Texto fornecido =>
Chamando a atenção ao aspecto teleológico e metafísico presente em Lima

Vaz (2000, p. 8), não se pode esquecer que a busca do Bem como valor universal

perpassa toda sua reflexão ética. Lima Vaz conclui sua Ética filosófica discorrendo

que uma prática ética só é justificável através de uma ciência da prática

embasada em uma metafísica do Bem. (VAZ, 2000, p. 242) Sendo, pois, a operação na qual inteligência e vontade operam sinergicamente – o ato inteligente e livre – aquela que exprime adequadamente a interioridade mais profunda de nosso ser ou o Eu sou primordial, é como ato inteligente e livre que o agir ético se eleva à forma mais alta de auto-expressão do Eu. Nela com efeito, o ser humano se auto-exprime justamente enquanto na sua relação com o bem se autodetermina em vista do Fim de todos os outros fins – a sua eudaimonia ou “viver bem” (eu zên) no dizer de Aristóteles – ou seja a sua auto-realização no Bem. (VAZ, 2000, p. 19, grifos do autor).

[Listagem de rotulagem de contornos]
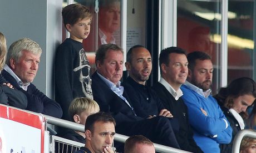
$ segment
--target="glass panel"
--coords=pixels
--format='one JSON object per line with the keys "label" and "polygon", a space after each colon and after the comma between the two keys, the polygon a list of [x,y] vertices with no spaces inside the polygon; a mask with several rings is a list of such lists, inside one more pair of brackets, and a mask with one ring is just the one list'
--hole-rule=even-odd
{"label": "glass panel", "polygon": [[135,45],[145,45],[146,6],[146,0],[127,1],[127,50]]}
{"label": "glass panel", "polygon": [[253,78],[254,2],[229,1],[228,82],[242,76]]}
{"label": "glass panel", "polygon": [[214,68],[212,90],[215,94],[219,88],[221,1],[177,1],[177,46],[188,53],[199,50],[211,57]]}

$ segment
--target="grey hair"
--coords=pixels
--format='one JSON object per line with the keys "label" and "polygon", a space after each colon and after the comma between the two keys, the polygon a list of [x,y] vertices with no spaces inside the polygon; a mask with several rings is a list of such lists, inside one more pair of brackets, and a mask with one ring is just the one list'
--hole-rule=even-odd
{"label": "grey hair", "polygon": [[23,38],[13,42],[11,45],[8,50],[6,64],[10,67],[10,60],[12,58],[15,62],[18,62],[22,55],[22,52],[24,50],[35,55],[41,55],[42,53],[42,49],[38,43],[29,38]]}

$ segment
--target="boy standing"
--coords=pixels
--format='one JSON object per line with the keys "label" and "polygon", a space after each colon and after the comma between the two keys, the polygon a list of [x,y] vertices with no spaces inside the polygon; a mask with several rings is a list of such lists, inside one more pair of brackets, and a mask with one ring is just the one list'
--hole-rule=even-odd
{"label": "boy standing", "polygon": [[63,22],[70,33],[57,48],[55,62],[56,101],[61,105],[63,119],[70,120],[68,109],[76,97],[92,99],[89,62],[82,41],[90,30],[92,16],[80,4],[68,5],[62,10]]}

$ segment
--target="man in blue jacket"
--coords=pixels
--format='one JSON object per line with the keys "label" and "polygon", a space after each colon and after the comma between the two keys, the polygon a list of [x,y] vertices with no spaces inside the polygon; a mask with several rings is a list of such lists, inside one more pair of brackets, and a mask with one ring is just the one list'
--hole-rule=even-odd
{"label": "man in blue jacket", "polygon": [[26,109],[61,118],[62,110],[60,104],[31,83],[38,69],[41,53],[39,45],[30,39],[22,38],[14,42],[9,48],[6,64],[1,74],[26,95],[28,103]]}
{"label": "man in blue jacket", "polygon": [[229,144],[232,129],[216,100],[210,95],[213,67],[210,57],[201,52],[187,55],[187,81],[181,87],[188,106],[194,139],[204,152],[220,152],[220,144]]}

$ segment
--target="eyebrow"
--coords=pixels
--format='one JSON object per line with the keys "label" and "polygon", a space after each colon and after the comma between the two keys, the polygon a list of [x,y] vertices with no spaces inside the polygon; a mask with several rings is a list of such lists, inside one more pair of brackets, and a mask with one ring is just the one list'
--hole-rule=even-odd
{"label": "eyebrow", "polygon": [[[110,132],[100,132],[100,134],[109,134]],[[116,134],[116,132],[111,132],[111,134]]]}

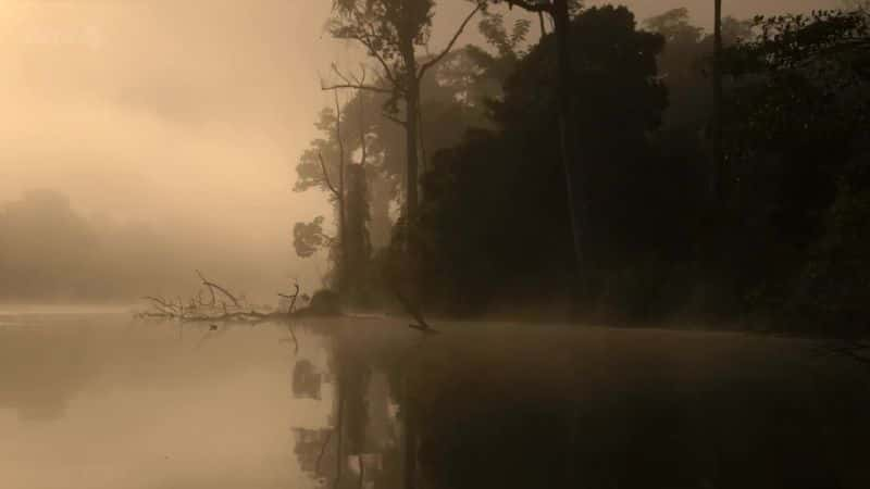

Ações a realizar =>
1. Segundo o texto fornecido, através de que uma prática ética se torna justificável?
2. Por favor, transcreva um trecho do texto fornecido: comece nas palavras "Vaz (2000, p." e pare depois de "grifos do autor).".

Respostas finais =>
1. Através de uma ciência da prática embasada em uma metafísica do Bem.

2.
Vaz (2000, p. 8), não se pode esquecer que a busca do Bem como valor universal

perpassa toda sua reflexão ética. Lima Vaz conclui sua Ética filosófica discorrendo

que uma prática ética só é justificável através de uma ciência da prática

embasada em uma metafísica do Bem. (VAZ, 2000, p. 242) Sendo, pois, a operação na qual inteligência e vontade operam sinergicamente – o ato inteligente e livre – aquela que exprime adequadamente a interioridade mais profunda de nosso ser ou o Eu sou primordial, é como ato inteligente e livre que o agir ético se eleva à forma mais alta de auto-expressão do Eu. Nela com efeito, o ser humano se auto-exprime justamente enquanto na sua relação com o bem se autodetermina em vista do Fim de todos os outros fins – a sua eudaimonia ou “viver bem” (eu zên) no dizer de Aristóteles – ou seja a sua auto-realização no Bem. (VAZ, 2000, p. 19, grifos do autor).